■ **YOUR TASKS**
**1.** Which percentages does the article below on British views of tax hikes and spending cuts mention?
**2.** Could you continue the article below on British views of tax hikes and spending cuts, starting after its final sentence?

Brits are clear between tax hikes, spending cuts

As Covid-19 continues to stretch the UK’s public finances, with the deficit possibly approaching 20% of GDP this year, the autumn budget is expected to address the wide gap between tax revenues and spending.
The impact is likely not just to be economic, but also political. Number Cruncher recently polled 1,000 British adults on the choices ahead. On the question of whether to prioritise tax rises or spending cuts, there is an across-the-board consensus, with 59% preferring higher taxes to 16% favoring lower spending, with the remainder unsure, and a similar pattern across demographics and partisanship.
That kind of consensus on the issue not only flies in the face of the reaction in the Conservative-supporting media recently when the prospect of tax cuts were mooted, as Martin Ivens wrote. It is rare in Britain and represents a dramatic change from a decade ago and a unique challenge to a Conservative government that is trying to retain its reputation for fiscal probity while also handling the economic fallout from the pandemic and fulfilling promises to lower-income voters in the north of the country.

■ **DATASET EXCERPTS**
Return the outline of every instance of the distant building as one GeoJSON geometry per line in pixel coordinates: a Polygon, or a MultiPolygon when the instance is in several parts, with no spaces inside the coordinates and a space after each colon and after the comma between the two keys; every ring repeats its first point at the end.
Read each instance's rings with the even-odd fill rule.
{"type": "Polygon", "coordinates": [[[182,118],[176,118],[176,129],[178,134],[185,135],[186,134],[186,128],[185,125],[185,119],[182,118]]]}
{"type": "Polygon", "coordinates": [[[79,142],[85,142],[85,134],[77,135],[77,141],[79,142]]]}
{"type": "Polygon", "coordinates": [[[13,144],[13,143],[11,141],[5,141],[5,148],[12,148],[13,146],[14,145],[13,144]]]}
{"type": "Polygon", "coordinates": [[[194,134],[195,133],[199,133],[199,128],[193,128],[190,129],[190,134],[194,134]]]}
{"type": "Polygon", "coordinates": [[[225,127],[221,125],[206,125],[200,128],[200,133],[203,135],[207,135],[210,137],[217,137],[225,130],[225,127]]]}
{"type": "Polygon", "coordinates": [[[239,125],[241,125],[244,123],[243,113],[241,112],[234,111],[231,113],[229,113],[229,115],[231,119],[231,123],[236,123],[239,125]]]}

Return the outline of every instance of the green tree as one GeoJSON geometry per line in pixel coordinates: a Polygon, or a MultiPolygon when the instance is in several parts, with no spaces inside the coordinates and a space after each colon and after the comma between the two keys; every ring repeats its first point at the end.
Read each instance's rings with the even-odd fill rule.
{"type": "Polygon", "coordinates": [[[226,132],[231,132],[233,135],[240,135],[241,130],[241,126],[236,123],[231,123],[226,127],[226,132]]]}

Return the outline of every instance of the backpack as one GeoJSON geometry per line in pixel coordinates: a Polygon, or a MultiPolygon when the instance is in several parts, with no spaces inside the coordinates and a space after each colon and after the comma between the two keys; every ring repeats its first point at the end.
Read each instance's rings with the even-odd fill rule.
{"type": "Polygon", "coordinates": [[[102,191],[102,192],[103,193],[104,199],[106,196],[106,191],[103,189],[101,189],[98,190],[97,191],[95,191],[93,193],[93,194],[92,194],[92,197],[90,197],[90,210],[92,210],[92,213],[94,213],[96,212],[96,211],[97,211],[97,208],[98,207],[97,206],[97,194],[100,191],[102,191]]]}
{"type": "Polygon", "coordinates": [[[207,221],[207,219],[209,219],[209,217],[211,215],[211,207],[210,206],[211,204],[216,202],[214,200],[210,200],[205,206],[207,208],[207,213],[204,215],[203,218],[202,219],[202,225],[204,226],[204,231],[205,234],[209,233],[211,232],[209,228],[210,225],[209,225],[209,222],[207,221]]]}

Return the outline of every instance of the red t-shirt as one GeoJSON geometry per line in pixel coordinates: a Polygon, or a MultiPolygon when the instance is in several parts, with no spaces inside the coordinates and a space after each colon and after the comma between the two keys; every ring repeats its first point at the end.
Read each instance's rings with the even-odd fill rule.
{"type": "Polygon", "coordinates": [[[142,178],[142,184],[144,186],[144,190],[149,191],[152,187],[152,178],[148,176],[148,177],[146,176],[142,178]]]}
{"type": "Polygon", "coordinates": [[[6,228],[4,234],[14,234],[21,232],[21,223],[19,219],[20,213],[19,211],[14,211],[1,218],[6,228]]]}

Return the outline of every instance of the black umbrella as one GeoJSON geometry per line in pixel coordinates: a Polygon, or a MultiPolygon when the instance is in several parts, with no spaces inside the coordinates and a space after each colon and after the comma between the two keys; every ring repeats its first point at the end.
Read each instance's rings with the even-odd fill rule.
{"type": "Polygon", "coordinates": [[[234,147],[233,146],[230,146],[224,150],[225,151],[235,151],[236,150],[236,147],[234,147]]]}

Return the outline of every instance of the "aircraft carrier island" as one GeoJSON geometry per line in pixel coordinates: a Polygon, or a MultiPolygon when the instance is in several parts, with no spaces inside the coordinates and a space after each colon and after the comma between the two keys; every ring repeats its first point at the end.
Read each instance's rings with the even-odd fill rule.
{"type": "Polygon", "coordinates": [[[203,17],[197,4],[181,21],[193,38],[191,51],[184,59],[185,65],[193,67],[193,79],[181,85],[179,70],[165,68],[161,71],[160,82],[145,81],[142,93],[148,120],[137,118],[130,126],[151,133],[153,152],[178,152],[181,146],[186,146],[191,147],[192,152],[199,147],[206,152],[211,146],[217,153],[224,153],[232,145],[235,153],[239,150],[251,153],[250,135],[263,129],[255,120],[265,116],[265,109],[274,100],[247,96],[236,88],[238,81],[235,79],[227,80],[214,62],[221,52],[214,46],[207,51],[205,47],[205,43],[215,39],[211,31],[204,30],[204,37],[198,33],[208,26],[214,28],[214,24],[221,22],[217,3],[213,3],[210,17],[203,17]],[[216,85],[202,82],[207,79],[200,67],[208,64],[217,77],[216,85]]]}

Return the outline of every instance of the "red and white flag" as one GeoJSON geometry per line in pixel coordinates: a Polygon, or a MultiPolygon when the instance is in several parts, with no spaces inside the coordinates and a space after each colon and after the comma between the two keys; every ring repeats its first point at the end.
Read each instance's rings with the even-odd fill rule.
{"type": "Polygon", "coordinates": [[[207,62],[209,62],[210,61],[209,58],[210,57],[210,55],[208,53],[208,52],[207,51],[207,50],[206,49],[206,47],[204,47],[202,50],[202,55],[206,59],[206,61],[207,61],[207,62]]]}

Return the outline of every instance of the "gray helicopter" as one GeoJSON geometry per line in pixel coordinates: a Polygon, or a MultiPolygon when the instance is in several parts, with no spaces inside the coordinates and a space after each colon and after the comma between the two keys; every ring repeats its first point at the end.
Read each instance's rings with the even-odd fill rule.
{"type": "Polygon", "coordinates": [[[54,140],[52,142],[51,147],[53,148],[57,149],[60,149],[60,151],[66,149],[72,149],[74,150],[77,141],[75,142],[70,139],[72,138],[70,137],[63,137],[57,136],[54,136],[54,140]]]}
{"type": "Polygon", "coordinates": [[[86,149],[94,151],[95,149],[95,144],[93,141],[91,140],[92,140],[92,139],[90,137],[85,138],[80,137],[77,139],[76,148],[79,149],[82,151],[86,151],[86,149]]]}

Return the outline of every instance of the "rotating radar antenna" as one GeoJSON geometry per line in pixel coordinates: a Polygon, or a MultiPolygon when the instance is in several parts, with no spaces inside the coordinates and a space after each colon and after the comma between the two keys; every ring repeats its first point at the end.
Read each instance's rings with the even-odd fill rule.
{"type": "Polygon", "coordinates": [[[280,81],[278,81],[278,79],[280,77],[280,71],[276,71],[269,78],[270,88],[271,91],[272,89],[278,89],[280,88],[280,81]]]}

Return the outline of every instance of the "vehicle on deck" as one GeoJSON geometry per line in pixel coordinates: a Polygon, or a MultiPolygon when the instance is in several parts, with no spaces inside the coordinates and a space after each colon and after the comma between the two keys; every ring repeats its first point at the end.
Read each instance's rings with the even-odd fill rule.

■ **ANSWER LIST**
**1.** 20%, 59%, 16%

**2.**
In 2010, a GlobeScan poll asked the same question, and found that 49% of Brits favored spending cuts, with 36% favouring tax increases. Since then, two important things have changed. First, substantial spending cuts were indeed made by David Cameron’s Conservative-Liberal Democrat coalition government, with spending as a proportion of GDP falling to 39% from 46% between 2010 and 2019. With public services having been squeezed for so long, there is simply less to cut now.
Additionally, and no doubt as a result of long years of cuts that are particularly felt in local government services but also in health care and education, the public has little tolerance for further austerity. In 2018, our polling found that two in three respondents thought cuts to public services had gone too far.
This, combined with the difficulty for the Tories in running deficits (having repeatedly criticised the opposition Labour Party over its stewardship of the public finances during its time in office before 2010), leaves tax hikes as the default option. And yet the preference for tax rises over spending cuts isn’t necessarily a sign of enthusiasm for paying more tax. The UK may not be like the US in its aversion to big government, but it hasn’t suddenly become mainland Europe either.
As such, there could be political pain on the way for Boris Johnson’s government as a result of the fiscal tightening. And it is hardly an opportune moment, with Covid-19 cases rising, post-Brexit trade talks looking near collapse, an economy in recession and an opposition party under more capable new leadership on the attack.
In March, with the coronavirus-induced “rally round the flag” in full swing, our polling gave the Conservatives an enormous 26-point lead over Labour. In our latest poll, that margin has been slashed to just four points, with likely voters backing the Tories 42% to 38%, which is within the poll’s margin of error. And most of the fieldwork was completed before the Brexit withdrawal agreement row.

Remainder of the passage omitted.